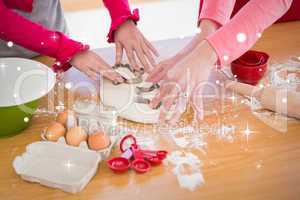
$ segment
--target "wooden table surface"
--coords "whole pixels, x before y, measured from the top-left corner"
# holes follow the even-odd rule
[[[273,61],[300,56],[300,22],[273,25],[256,44]],[[48,65],[52,60],[37,58]],[[43,101],[46,101],[44,99]],[[34,117],[28,129],[11,138],[0,139],[0,199],[300,199],[300,123],[290,120],[287,131],[269,126],[255,117],[247,106],[227,109],[224,117],[234,124],[233,142],[207,134],[206,153],[189,149],[203,161],[201,171],[205,182],[195,191],[181,188],[171,166],[159,166],[138,175],[130,171],[116,175],[101,163],[98,173],[78,194],[68,194],[23,181],[13,170],[12,161],[24,152],[27,144],[40,140],[41,130],[51,117]],[[235,116],[235,117],[232,117]],[[215,123],[219,117],[207,117],[202,123]],[[0,122],[1,123],[1,122]],[[242,134],[249,125],[253,133],[248,140]],[[159,132],[153,138],[157,144],[172,151],[179,149],[165,142]],[[180,149],[179,149],[180,150]],[[117,154],[118,150],[114,150]]]

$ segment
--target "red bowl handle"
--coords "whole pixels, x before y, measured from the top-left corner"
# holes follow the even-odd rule
[[[133,135],[131,135],[131,134],[126,135],[125,137],[122,138],[122,140],[120,142],[120,150],[121,150],[122,153],[124,153],[126,151],[126,149],[124,149],[124,142],[126,140],[129,140],[129,139],[133,140],[133,145],[134,146],[137,146],[136,138]]]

— What to produce —
Please reproduce every record exactly, leaving the pictures out.

— Solution for this exercise —
$ segment
--target "wooden table surface"
--coords "whole pixels, x before y, measured from the top-left corner"
# holes follow the even-odd rule
[[[273,61],[300,56],[300,22],[273,25],[256,44]],[[48,65],[52,60],[37,58]],[[43,101],[46,101],[44,99]],[[34,117],[28,129],[11,138],[0,139],[0,199],[300,199],[300,123],[290,120],[287,131],[269,126],[255,117],[247,106],[227,109],[224,117],[234,124],[233,142],[207,134],[206,153],[189,149],[203,161],[201,171],[205,182],[195,191],[181,188],[171,166],[159,166],[138,175],[130,171],[116,175],[101,163],[98,173],[78,194],[68,194],[23,181],[13,170],[12,161],[24,152],[27,144],[40,140],[41,130],[51,117]],[[235,116],[235,117],[232,117]],[[215,123],[219,117],[207,117],[202,123]],[[0,122],[1,123],[1,122]],[[242,134],[249,125],[253,133],[248,140]],[[159,132],[153,138],[157,144],[172,151],[179,149],[165,142]],[[180,149],[179,149],[180,150]],[[117,154],[118,150],[114,150]]]

$ segment
--target "red bowl handle"
--coords "whole pixels, x before y, measured from the top-left corner"
# holes follow the even-odd rule
[[[133,135],[131,135],[131,134],[126,135],[125,137],[122,138],[122,140],[120,142],[120,150],[121,150],[122,153],[124,153],[126,151],[126,149],[124,149],[124,142],[126,140],[129,140],[129,139],[133,140],[133,145],[134,146],[137,146],[136,138]]]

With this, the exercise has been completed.